◆ **TASK DESCRIPTION**
Convert the rows below into a two-column CSV with the header input,output, one CSV line per row: the row's text goes under input and its answer under output. Wrap each field in double quotes and replace any line breaks within a field with spaces.

----------------------------------------

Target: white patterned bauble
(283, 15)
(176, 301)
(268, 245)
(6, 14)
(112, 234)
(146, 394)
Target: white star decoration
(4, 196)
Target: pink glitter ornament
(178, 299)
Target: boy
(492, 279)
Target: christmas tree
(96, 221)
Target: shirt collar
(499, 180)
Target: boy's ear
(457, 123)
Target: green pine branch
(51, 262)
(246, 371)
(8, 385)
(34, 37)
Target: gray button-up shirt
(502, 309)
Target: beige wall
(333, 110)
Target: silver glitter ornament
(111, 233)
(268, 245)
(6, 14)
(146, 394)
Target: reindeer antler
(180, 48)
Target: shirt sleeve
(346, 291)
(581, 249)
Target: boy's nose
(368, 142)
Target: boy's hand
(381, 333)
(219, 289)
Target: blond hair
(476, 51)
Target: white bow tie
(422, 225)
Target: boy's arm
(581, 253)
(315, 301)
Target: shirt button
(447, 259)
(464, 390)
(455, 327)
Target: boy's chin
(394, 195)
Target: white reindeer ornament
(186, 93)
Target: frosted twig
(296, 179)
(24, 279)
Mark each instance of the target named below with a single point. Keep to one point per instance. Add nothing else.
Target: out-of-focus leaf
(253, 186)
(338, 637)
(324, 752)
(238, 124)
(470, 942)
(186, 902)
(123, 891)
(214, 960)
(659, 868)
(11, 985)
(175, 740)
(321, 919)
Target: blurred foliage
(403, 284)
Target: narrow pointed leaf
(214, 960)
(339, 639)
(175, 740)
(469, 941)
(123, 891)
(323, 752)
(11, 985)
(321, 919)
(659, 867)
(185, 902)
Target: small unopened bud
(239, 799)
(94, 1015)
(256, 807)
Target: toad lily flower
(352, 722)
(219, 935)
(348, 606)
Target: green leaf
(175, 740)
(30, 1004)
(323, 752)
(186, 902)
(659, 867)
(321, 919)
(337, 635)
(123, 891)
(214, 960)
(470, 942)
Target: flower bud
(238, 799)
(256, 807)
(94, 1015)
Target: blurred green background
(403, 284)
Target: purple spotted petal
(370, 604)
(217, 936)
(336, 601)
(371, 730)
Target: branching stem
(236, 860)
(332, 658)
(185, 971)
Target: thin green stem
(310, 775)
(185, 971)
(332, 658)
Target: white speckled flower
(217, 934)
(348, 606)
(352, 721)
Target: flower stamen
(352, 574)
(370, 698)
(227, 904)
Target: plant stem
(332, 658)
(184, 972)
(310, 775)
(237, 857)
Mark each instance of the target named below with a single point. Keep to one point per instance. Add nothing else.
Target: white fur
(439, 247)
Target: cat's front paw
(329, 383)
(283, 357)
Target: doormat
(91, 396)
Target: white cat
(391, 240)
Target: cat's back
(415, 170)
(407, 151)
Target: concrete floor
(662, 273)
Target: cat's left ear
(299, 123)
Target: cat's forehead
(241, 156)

----------------------------------------

◆ **COMPLETE ANSWER**
input,output
"Target: white patterned bauble","(283, 15) (176, 301) (268, 245) (6, 14) (112, 234) (146, 394)"
"Target: white star decoration","(4, 196)"
"Target: pink glitter ornament","(178, 299)"
"Target: boy","(492, 279)"
"Target: christmas tree","(96, 221)"
"Target: shirt collar","(499, 180)"
"Target: boy's ear","(457, 123)"
"Target: green pine branch","(51, 262) (246, 371) (8, 385) (34, 37)"
"Target: gray button-up shirt","(502, 309)"
"Target: beige wall","(333, 110)"
"Target: silver glitter ornament","(111, 233) (268, 245) (6, 14) (146, 394)"
"Target: reindeer antler","(180, 48)"
"Target: shirt sleeve","(346, 291) (581, 249)"
"Target: boy's nose","(368, 142)"
"Target: boy's hand","(381, 333) (219, 289)"
"Target: blond hair","(476, 51)"
"Target: white bow tie","(422, 225)"
"Target: boy's arm","(581, 253) (315, 301)"
"Target: shirt button","(447, 259) (464, 390) (455, 327)"
"Target: boy's chin","(394, 195)"
"Target: white reindeer ornament","(186, 93)"
"Target: frosted twig","(296, 179) (24, 279)"
"Mark each instance of the target named below with a single point. Keep to one point per instance. Add nothing else. Target: out-of-focus leaf","(253, 186) (338, 637) (324, 752) (238, 124) (470, 942) (186, 902) (123, 891) (214, 960) (659, 868) (11, 985) (175, 740) (321, 919)"
"Target: blurred foliage","(403, 284)"
"Target: narrow pointed leaf","(214, 960) (339, 639) (175, 740) (469, 941) (123, 891) (323, 752) (11, 985) (321, 919) (659, 867) (185, 902)"
"Target: small unopened bud","(239, 799) (94, 1015) (256, 807)"
"Target: toad lily flower","(352, 722) (219, 935) (348, 606)"
"Target: green leaf","(175, 740) (30, 1004) (323, 752) (186, 902) (659, 867) (321, 919) (337, 635) (123, 891) (214, 960) (470, 942)"
"Target: flower bud","(238, 799) (256, 807) (94, 1015)"
"Target: blurred green background","(403, 284)"
"Target: purple spotted petal","(370, 604) (217, 936) (336, 601) (371, 730)"
"Target: branching stem","(236, 860) (332, 658) (185, 971)"
"Target: thin green stem","(310, 775) (185, 971) (332, 658)"
"Target: white speckled flower","(217, 934) (348, 606) (352, 721)"
"Target: flower stamen","(352, 574) (370, 698) (227, 904)"
"Target: plant stem","(332, 658) (184, 972) (310, 775) (237, 857)"
"Mark each instance of the target named below with a single point. Keep to one point per instance. Add nothing else. Target: white fur","(439, 247)"
"Target: cat's front paw","(329, 383) (283, 357)"
"Target: doormat","(91, 396)"
"Target: white cat","(391, 240)"
"Target: cat's back","(415, 170) (407, 151)"
"Target: concrete floor","(662, 273)"
"Target: cat's left ear","(299, 123)"
"Target: cat's forehead","(241, 156)"